What a simple sounding subject, at least thats what I had thought, after all don't computers do all that stuff for you ? Well, some of the time.

I came to needing to know about rotation for something very simple.
Here we are looking down upon a scene with a camera at the bottom looking up at a board with a central pivot point, there is an object on the bottom left corner of the board, the black square thing
Now we can instruct the camera to look at any coordinate in this view. So to track the object as it moves around the screen on the board we need to know where it is in two dimensional space (as opposed to an angle). This exactly the situation I found myself in using OpenGL 3D code, I would instruct the board to rotate but then the camera did not know where to look (plus the camera has to look first in OpenGL)
No problem all I needed to do was a bit of Maths, calculate the distance from the object to the rotational center (radius) and then find the angle then work out where that angle would lead to at the previous radius.

****************

• Problems and tasks
a: Using the rotation write-up, answer:
(i) What sits at the bottom of the scene, looking up at the board?
(ii) Where on the board is the object located?
(iii) What kind of 3D code was the writer working with?
b: According to the rotation write-up, why does the object's position need to be known in two-dimensional space rather than as an angle?
Answer from the rotation write-up above and nothing else.

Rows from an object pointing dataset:
****************

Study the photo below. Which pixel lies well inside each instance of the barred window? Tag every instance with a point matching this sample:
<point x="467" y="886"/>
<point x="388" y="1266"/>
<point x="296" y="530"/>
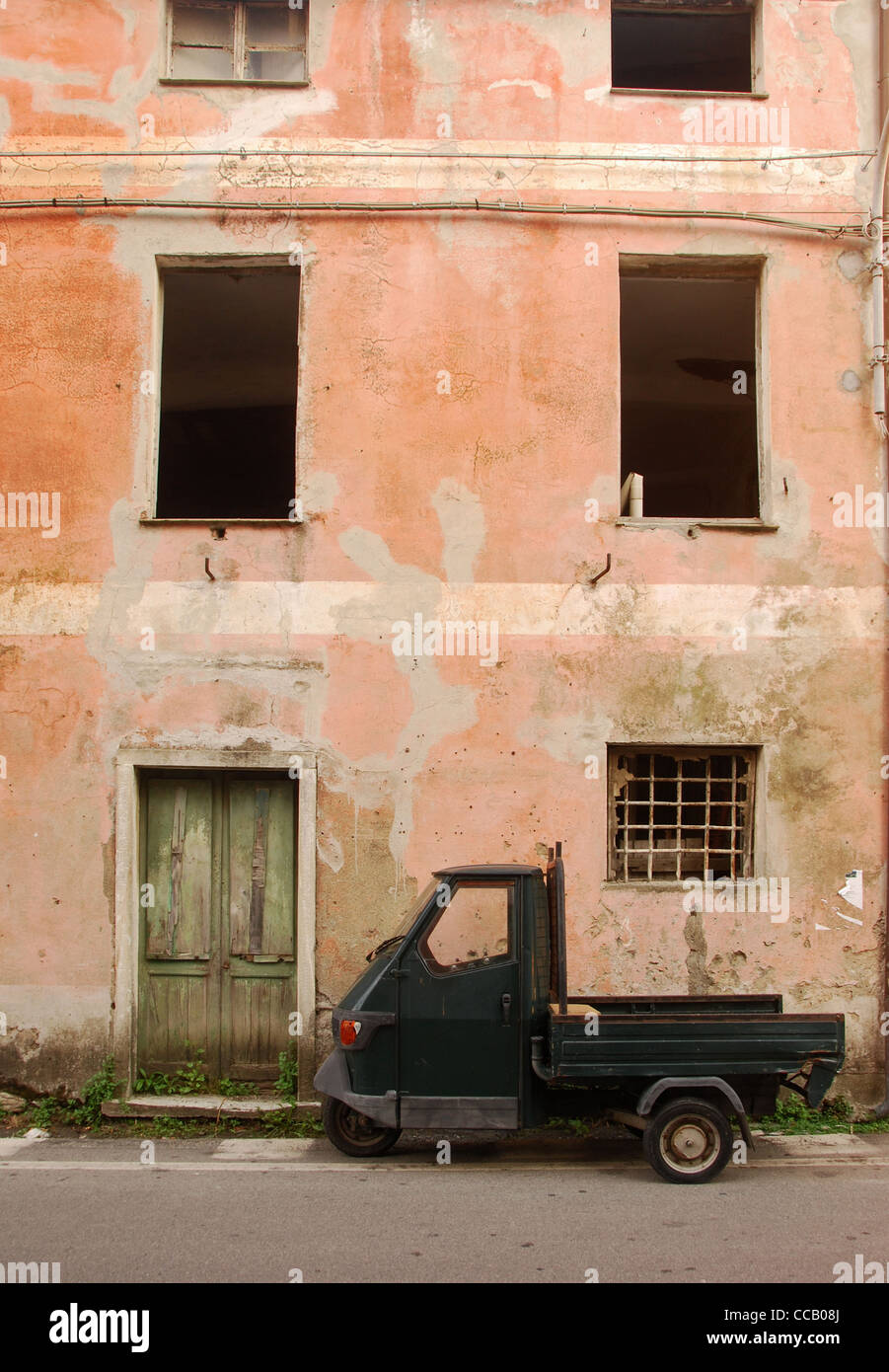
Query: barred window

****************

• Solutions to the exercise
a:
(i) A camera.
(ii) On the bottom left corner.
(iii) OpenGL 3D code.

b: The camera is told to look at a coordinate in the view, so tracking the object as it moves around the board requires its two-dimensional position rather than an angle.